### Exercise instructions
From the data underneath, reproduce exactly the stretch that begins at the line with "Target: crowd of spectators" and ends after the line with "Reviewer note: confirm each instance of the butterfly body".

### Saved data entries
=-=-=
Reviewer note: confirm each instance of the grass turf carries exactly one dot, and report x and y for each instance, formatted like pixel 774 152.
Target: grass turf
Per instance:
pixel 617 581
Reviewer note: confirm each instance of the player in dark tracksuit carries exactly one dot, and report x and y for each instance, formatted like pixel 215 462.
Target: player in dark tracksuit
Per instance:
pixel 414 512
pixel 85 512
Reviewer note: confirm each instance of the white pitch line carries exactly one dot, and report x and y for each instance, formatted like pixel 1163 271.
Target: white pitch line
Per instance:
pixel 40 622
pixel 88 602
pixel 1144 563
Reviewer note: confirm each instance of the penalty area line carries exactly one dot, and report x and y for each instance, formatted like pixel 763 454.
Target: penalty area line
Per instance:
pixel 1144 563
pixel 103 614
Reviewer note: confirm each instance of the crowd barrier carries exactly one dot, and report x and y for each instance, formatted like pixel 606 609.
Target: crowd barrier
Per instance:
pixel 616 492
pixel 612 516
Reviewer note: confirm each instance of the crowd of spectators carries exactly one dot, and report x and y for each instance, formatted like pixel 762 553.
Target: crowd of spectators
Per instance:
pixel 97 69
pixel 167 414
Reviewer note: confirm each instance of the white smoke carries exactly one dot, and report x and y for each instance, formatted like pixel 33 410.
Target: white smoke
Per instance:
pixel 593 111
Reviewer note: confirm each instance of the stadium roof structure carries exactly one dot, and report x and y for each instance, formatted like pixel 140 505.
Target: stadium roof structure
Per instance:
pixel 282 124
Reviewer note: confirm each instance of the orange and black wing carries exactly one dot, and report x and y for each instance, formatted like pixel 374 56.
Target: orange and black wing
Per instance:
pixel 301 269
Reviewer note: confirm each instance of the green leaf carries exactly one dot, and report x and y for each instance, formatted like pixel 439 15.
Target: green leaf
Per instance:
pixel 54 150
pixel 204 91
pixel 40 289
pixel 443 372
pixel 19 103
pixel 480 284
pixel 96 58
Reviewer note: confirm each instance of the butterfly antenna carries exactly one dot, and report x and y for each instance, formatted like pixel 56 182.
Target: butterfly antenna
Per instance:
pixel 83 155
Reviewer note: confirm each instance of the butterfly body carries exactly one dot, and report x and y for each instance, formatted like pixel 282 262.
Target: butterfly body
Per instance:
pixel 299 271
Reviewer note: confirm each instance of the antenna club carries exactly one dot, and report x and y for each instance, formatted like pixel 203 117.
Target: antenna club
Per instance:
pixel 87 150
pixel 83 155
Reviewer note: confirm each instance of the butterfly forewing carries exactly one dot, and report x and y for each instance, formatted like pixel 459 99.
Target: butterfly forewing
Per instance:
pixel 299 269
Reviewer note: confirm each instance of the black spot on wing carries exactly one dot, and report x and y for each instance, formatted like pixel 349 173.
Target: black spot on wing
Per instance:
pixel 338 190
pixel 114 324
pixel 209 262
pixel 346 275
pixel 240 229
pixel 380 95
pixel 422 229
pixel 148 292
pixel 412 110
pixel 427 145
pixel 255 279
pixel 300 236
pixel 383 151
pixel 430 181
=-=-=
### Output
Target: crowd of spectators
Per instance:
pixel 97 69
pixel 167 414
Reviewer note: confirm each instance of the white smoke carries exactly one dot, and report x and y for each instance, formatted like pixel 33 410.
Target: white smoke
Per instance:
pixel 593 111
Reviewer note: confirm each instance of the stadium roof structure carries exactly one dot, and report x and y for each instance, formatted like pixel 140 505.
Target: stadium roof structure
Per instance:
pixel 282 124
Reviewer note: confirm each instance of the orange and black wing carries exactly one dot, and report x and y for each instance, formatted like pixel 374 56.
Target: orange and black wing
Per instance:
pixel 301 269
Reviewer note: confirm each instance of the green leaf carries exactly one dot, and report x and y for each instance, formatted like pixel 439 15.
Target: green leaf
Per instance:
pixel 54 150
pixel 204 91
pixel 40 289
pixel 443 372
pixel 19 103
pixel 480 284
pixel 96 58
Reviewer note: confirm each instance of the butterfly antenna carries exactly one dot, and report x and y for each instance, formatted like pixel 56 182.
Target: butterfly antenna
Per instance:
pixel 83 155
Reviewer note: confirm each instance of the butterfly body carries exactly one dot, and report x and y for each instance, formatted like pixel 282 262.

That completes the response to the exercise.